Dataset entries:
.....

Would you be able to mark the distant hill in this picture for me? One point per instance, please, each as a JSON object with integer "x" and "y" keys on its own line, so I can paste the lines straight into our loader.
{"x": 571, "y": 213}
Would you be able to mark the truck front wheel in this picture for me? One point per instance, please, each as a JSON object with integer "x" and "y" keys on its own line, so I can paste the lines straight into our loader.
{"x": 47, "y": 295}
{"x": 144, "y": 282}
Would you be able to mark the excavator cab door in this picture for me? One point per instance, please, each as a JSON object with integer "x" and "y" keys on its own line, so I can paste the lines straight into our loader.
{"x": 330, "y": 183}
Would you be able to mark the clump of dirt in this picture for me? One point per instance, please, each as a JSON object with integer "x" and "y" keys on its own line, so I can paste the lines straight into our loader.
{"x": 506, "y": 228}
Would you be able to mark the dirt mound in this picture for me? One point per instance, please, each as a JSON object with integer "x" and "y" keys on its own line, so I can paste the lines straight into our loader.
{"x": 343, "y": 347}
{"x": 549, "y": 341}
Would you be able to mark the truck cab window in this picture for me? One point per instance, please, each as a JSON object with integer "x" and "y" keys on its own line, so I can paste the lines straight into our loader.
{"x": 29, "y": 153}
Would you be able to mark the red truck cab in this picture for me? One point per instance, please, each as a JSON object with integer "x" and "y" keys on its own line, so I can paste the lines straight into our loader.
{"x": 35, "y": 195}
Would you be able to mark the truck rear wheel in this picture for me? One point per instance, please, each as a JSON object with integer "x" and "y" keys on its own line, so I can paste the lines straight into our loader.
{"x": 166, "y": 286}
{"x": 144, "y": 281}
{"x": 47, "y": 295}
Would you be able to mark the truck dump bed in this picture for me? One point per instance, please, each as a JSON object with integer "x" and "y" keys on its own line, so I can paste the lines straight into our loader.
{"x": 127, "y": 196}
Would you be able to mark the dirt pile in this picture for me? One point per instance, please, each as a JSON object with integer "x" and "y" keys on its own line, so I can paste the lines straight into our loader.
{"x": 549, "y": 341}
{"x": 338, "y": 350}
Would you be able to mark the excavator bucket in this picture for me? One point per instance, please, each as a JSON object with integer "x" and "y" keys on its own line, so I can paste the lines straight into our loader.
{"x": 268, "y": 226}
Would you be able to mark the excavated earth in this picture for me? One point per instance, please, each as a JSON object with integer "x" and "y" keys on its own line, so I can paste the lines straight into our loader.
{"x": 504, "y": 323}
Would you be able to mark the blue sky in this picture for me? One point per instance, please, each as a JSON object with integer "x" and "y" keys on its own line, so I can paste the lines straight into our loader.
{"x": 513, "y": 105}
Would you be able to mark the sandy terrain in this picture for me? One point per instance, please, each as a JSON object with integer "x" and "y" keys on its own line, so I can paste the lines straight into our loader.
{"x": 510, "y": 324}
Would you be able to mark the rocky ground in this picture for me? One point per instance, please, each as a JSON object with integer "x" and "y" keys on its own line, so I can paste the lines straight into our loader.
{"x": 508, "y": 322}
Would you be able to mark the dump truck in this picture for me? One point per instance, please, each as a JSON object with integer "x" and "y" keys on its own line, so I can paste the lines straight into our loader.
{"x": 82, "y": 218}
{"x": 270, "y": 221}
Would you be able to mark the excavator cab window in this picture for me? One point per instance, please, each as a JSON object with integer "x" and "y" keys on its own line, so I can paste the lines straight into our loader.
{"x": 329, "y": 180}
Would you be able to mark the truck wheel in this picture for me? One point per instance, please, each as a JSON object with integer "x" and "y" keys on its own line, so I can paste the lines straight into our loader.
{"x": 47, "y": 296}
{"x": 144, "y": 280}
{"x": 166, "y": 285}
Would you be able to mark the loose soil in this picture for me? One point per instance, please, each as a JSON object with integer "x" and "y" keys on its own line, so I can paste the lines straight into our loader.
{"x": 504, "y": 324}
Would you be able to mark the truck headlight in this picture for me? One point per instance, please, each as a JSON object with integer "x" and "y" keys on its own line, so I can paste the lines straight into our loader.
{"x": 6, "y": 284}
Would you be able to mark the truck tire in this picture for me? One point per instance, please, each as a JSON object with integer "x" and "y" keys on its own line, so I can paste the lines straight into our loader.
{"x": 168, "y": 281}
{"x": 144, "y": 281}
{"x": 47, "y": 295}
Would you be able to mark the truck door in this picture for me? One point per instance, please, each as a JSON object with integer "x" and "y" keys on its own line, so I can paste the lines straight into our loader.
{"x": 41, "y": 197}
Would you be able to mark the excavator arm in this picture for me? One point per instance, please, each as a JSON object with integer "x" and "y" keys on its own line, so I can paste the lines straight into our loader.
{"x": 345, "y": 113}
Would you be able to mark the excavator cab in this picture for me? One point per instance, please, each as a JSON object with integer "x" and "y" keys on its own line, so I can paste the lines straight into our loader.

.....

* _Exercise brief_:
Every entry above should be duplicated exactly.

* _Your solution_:
Would you be able to mark the distant hill in this picture for me? One point per instance, please, each as a JSON object with integer "x" and "y" keys on its own line, so I can paste the lines straight into our loader.
{"x": 571, "y": 213}
Would you be able to mark the truck front wheel in this picture for me? One point per instance, please, each as a JSON object with integer "x" and "y" keys on its own line, so I can paste the lines straight into our loader.
{"x": 47, "y": 295}
{"x": 144, "y": 282}
Would you be able to mark the excavator cab door in this picture for me? One point per instance, please, each as a JSON object with integer "x" and "y" keys on its own line, so I can paste the lines straight into our loader.
{"x": 330, "y": 183}
Would you be able to mark the clump of dirt in this picture for me? One point per instance, please, each as a JSON object with integer "x" and "y" keys on its own line, so I can paste the lines straight into our loader.
{"x": 506, "y": 228}
Would you be able to mark the dirt mound in this picture for me? One point per instance, please, each as a JSON object with integer "x" and "y" keys on its own line, so I can paste the lines straight into our loader.
{"x": 343, "y": 347}
{"x": 549, "y": 341}
Would you be able to mark the truck cab window in this picture for me? One point per instance, please, each as a JSON object with integer "x" and "y" keys on its own line, so I can paste the lines straight into our loader.
{"x": 29, "y": 153}
Would you be able to mark the red truck cab in this picture for me? One point per instance, please, each as a JSON object with integer "x" and "y" keys on its own line, so I can paste the lines straight into our loader.
{"x": 35, "y": 195}
Would you be able to mark the truck rear wheel in this picture for me? One point per instance, please, each as a JSON object with integer "x" and "y" keys on its own line, so I can paste the lines straight into our loader.
{"x": 166, "y": 286}
{"x": 144, "y": 281}
{"x": 47, "y": 295}
Would you be able to mark the truck dump bed in this picture for me? One point per instance, please, each as a JSON object with integer "x" and "y" keys on its own line, so I can paste the lines straight into our loader.
{"x": 127, "y": 196}
Would you be able to mark the dirt pile in this picture for me? One point per instance, please, each as a JSON object with integer "x" and "y" keys on its own line, so I can paste the lines straight into our loader.
{"x": 549, "y": 341}
{"x": 338, "y": 350}
Would you be able to mark the excavator bucket in this picture for me? One point per instance, please, each as a JSON object with integer "x" and "y" keys on its own line, so I can paste the lines straight into our loader.
{"x": 268, "y": 226}
Would you be able to mark the excavated earth in this picture for me? One point per instance, please, each as a JSON object with integer "x" and "y" keys on its own line, so I can paste the lines straight into our loader.
{"x": 504, "y": 323}
Would you be able to mark the blue sky in this picture for me? One point per instance, please, each as a JSON object with integer "x" and "y" keys on its own line, so I can paste the lines straight into our loader.
{"x": 513, "y": 105}
Would you be able to mark the sandy terrain in this picture for me? One point per instance, please, each as a JSON object with integer "x" and "y" keys on its own line, so I can paste the lines straight into our loader.
{"x": 510, "y": 324}
Would you be able to mark the rocky ground in this picture for me? One point per instance, please, each as a JSON object with integer "x" and "y" keys on its own line, so I can paste the lines straight into our loader.
{"x": 508, "y": 322}
Would you be able to mark the dump truck in this picture for me? One point per instance, please, each as a JSON object with integer "x" and "y" keys on its own line, so I can paste the lines straight into our loader.
{"x": 82, "y": 218}
{"x": 270, "y": 221}
Would you be able to mark the excavator cab window in this picture for me? One point per instance, please, each as a JSON object with integer "x" and "y" keys on its own line, so I can paste the lines straight into our loader.
{"x": 329, "y": 180}
Would you be able to mark the truck wheel in this picture for me? One point per instance, please, each as a JSON object with integer "x" and "y" keys on its own line, so I can paste the lines straight into our loader.
{"x": 47, "y": 296}
{"x": 144, "y": 280}
{"x": 166, "y": 285}
Would you be able to mark the loose soil in this picture for me? One point per instance, please, each as a JSON object with integer "x" and "y" keys on its own line, so I can paste the lines straight into our loader.
{"x": 504, "y": 324}
Would you be able to mark the truck headlight in this picture for me? One point per instance, please, each as a JSON object with integer "x" and "y" keys on its own line, so I can paste the lines straight into our loader.
{"x": 6, "y": 284}
Would you be able to mark the truck tire in this picture for me? One point per instance, please, each as a JSON object with integer "x" and "y" keys on its own line, so I can paste the lines straight into our loader.
{"x": 168, "y": 281}
{"x": 144, "y": 281}
{"x": 47, "y": 295}
Would you be able to mark the truck door in this picture for me? One point per instance, please, each as a JSON object with integer "x" and "y" keys on its own line, so I can paste the lines straight into our loader.
{"x": 41, "y": 197}
Would you be able to mark the excavator arm in this picture for me? One point per instance, please, each as a JSON object with integer "x" and "y" keys on its own line, so I can paste the lines straight into our loader.
{"x": 345, "y": 113}
Would you be able to mark the excavator cab in this picture for me? One point per instance, please, each as a JSON object with integer "x" and "y" keys on its own line, so I can paste the lines straight into our loader.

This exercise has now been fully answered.